**Selected text:**
Being a country of 1.3 billion with a median age of about 29, India is demographically poised to meet the talent needs of the global economy. However certain factors restrain the ability of India to exploit the competitive edge. Firstly, a number of emerging technologies and increased mechanization threatens to make demographic advantage a demographic nightmare. Secondly, India struggles with unemployable pass outs churned by educational institutes while corporates struggle for talent. As per India Skills report released by AICTE, the percentage availability of employable talent in India has seen progressive growth from 37.22% in 2015 to about 47.38% in 2019. Despite steady improvement, India languishes out there among the worst nations with such dismal figures.
The New Educational Policy is a significant one in a bid to fundamentally alter the talent market in the long term. The flaws in Indian Education system were always well known but a major reform has eluded the sector even as private enterprises filled the gap by providing skill development courses. Despite private educational institutes and vocational training centres filling the gap, an abysmally low number of workforce undergo formal training. Consequently, a number of corporates invest heavily in training programs. With developments in technology, it’s not just blue collared workers whose livelihoods are under threat. Most of the white collar jobs have a technological element right from clerical jobs in banks and financial institutions to Production incharge of a manufacturing shop floor. However despite the sustained efforts by government and private enterprises to improve the quality of human resources in India, the long term positive impact is under a cloud of emerging technologies which can undo the Government and corporate efforts in this direction.
Ever since the dawn of the era of mechanization, blue collared workers and labourers had borne the brunt of declining demand forcing downward pressure on wages. With Artificial intelligence, white collar jobs are increasingly under the radar of machines and threaten to fundamentally alter the way human resources are hired. While verdict is divided even among tech fraternity whether AI will live upto its promises, there is unanimity that AI will replace many managerial functions which are repetitive in nature and can be judged in an objective manner. Whether or not, AI algorithms will ever replace qualities of human leadership, empathy and vision, a sizable number of skillsets may just be outdated even without accounting for such an outcome.

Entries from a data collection
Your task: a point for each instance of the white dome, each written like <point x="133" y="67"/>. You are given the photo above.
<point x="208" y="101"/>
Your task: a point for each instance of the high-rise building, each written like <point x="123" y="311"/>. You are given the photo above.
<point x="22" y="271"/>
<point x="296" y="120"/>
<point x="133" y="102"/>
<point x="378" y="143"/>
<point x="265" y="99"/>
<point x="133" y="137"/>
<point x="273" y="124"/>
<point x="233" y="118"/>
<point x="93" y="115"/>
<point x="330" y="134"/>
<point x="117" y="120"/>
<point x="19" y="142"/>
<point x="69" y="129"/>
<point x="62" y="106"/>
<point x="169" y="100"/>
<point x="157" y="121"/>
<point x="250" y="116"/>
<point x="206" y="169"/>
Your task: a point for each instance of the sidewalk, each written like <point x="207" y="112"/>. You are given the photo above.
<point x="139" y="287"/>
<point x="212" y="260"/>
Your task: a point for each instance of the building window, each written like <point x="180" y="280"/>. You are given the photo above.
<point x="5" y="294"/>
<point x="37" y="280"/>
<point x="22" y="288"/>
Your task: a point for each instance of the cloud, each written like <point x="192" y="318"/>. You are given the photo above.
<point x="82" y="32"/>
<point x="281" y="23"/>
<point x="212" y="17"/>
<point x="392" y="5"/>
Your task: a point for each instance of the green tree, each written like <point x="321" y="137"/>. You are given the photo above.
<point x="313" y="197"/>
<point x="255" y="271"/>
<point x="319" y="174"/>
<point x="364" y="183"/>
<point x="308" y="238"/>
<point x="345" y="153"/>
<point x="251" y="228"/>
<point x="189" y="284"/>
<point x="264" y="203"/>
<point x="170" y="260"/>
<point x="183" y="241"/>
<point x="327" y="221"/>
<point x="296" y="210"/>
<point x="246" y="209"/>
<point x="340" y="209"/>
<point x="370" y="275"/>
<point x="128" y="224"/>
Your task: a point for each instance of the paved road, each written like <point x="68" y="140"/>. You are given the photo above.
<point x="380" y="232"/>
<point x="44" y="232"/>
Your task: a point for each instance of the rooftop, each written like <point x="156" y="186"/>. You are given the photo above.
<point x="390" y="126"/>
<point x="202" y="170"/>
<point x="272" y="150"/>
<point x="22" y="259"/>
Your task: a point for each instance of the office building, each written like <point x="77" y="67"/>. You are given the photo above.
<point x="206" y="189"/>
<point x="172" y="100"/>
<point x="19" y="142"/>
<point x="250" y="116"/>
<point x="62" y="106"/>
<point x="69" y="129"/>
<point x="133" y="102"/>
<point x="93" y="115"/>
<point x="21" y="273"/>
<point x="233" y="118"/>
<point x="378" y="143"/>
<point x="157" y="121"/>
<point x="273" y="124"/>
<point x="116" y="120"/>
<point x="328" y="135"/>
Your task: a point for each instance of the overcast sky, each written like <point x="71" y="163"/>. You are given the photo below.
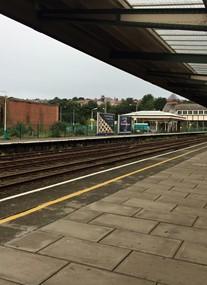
<point x="33" y="65"/>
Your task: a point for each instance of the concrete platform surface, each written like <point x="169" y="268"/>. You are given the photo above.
<point x="153" y="232"/>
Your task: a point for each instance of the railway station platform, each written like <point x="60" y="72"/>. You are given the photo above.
<point x="153" y="232"/>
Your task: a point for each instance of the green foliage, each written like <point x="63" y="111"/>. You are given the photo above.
<point x="18" y="130"/>
<point x="147" y="102"/>
<point x="160" y="103"/>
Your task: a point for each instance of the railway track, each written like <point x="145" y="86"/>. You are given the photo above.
<point x="46" y="166"/>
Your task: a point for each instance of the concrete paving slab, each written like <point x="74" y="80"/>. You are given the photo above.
<point x="191" y="211"/>
<point x="115" y="199"/>
<point x="76" y="229"/>
<point x="183" y="201"/>
<point x="137" y="188"/>
<point x="85" y="252"/>
<point x="201" y="186"/>
<point x="148" y="185"/>
<point x="4" y="282"/>
<point x="172" y="181"/>
<point x="33" y="241"/>
<point x="133" y="194"/>
<point x="201" y="197"/>
<point x="141" y="242"/>
<point x="167" y="193"/>
<point x="174" y="218"/>
<point x="85" y="275"/>
<point x="27" y="268"/>
<point x="183" y="189"/>
<point x="163" y="270"/>
<point x="201" y="223"/>
<point x="150" y="205"/>
<point x="83" y="215"/>
<point x="193" y="252"/>
<point x="181" y="232"/>
<point x="127" y="223"/>
<point x="113" y="208"/>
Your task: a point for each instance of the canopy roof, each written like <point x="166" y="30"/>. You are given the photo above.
<point x="161" y="41"/>
<point x="155" y="115"/>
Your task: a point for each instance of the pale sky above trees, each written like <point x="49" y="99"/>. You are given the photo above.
<point x="36" y="66"/>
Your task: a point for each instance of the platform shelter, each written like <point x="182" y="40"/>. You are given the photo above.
<point x="158" y="121"/>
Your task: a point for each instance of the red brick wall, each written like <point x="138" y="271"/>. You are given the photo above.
<point x="31" y="113"/>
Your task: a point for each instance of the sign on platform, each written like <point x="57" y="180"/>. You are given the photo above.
<point x="105" y="123"/>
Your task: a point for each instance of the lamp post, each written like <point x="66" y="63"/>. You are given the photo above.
<point x="5" y="99"/>
<point x="92" y="117"/>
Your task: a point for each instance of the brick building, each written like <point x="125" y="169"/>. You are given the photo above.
<point x="29" y="112"/>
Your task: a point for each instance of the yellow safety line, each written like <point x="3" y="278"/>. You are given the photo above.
<point x="80" y="192"/>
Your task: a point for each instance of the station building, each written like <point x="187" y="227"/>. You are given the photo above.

**Activity 1:**
According to the passage on India's workforce, what share of India's talent was employable in 2019?
**Activity 2:**
Translate this sentence from the passage on India's workforce into Spanish: "Consequently, a number of corporates invest heavily in training programs."
**Activity 3:**
Pick up the passage on India's workforce and emerging technologies after its last sentence and keep writing.

**Response area 1:**
About 47.38%.

**Response area 2:**
En consecuencia, varias empresas invierten fuertemente en programas de capacitación.

**Response area 3:**
The corporate world is already seeing increased use of Tech as a suffix for even conventional positions. Technology has permeated every segment of operations and financial services is becoming fintech and healthcare is becoming healthtech. The world is moving towards an era where everything right from clerical work to CXO level positions will require tech interface. HR-tech will result in automation of a number of processes, improve record keeping, track performance and streamline processes with minimal human interface. The human element in Human resource practices will drastically reduce paving way for higher reliance on tech.
With increased prevalence of tech, corporates heavy on tech skillsets are going to find it difficult to retain the competitive edge. Skillsets like coding will slowly give way to design elements and creative thinking in a bid to withstand the competition. Design thinking is a cornerstone to an innovative organization and technology in the foreseeable future cannot catch up with the inspiration, serendipity, iteration and intuition involved in the craft of innovative thinking. On the contrary, greater availability of tech tools to implement and carry out routine work will enable higher allocation of time and resources to innovation.
The explosion in remote work amidst the pandemic led to acceleration in digital transformation and surge in risks associated with Data. While bluechip companies with higher stakes face vulnerabilities with respect to nation-state attacks, zero trust and ransomware, cybersecurity infrastructure is almost non-existent in Indian context in a large number of companies. While a number of functions in an organization may face irrelevance, it will be accompanied by corresponding surge in human resource requirement in the function of protecting machines from vulnerability and offer new avenues for skilled professionals. The exposure to vulnerabilities over the years will compel smaller companies to seek dedicated departments to secure their data.
As per Future of Jobs Report of World Economic Forum, for the first time in history, more tasks will be completed by machines than people in the year 2025. With developments in robotics aided by AI and analysis using Data, skilled human resources would face themselves directly in competition to robots. Covid 19 fast tracked the developments in robotics by necessitating contact-less delivery. The coming years will see developments in robotics taking over a number of functions formerly a domain of human beings.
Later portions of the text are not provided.